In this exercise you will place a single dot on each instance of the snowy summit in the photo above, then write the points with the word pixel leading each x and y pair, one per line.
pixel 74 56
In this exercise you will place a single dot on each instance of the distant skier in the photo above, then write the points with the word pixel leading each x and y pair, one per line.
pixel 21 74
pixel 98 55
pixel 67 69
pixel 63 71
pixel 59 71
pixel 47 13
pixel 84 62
---
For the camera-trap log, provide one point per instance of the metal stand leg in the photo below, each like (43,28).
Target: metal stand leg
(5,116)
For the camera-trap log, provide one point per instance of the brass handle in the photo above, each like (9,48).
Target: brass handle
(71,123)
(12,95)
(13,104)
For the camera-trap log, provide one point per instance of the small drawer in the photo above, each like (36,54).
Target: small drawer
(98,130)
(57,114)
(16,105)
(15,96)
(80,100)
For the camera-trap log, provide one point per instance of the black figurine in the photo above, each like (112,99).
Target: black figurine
* * *
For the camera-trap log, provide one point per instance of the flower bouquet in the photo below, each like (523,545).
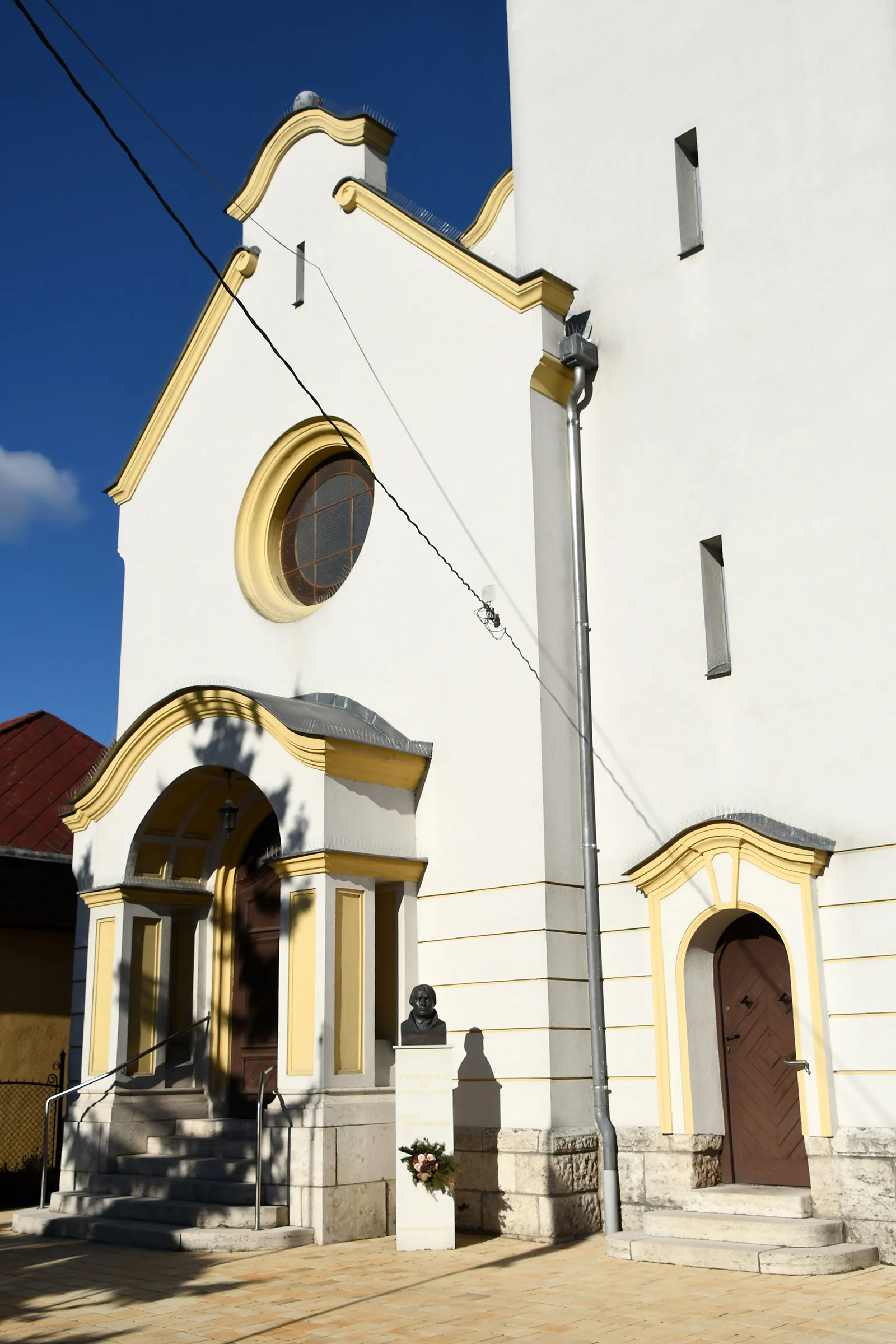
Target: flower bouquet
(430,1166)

Exercise goal: For each line of the material that contains the word "like", make a copy.

Written answer:
For the camera-trap log, provide one point per instance of the metal stand leg in the photo below, each like (43,28).
For the camera-trap log, provide one point per instance of the brass handle in the photo above, each like (9,48).
For the camera-trap log, provide one point per instance of the small drawer in the photo above, each like (36,54).
For the camera-trap log, provide one point per instance of the black figurine in the photo above, each like (112,99).
For the camera-trap log, provide one point per instance of the flower bouquet in the photo below, each like (523,545).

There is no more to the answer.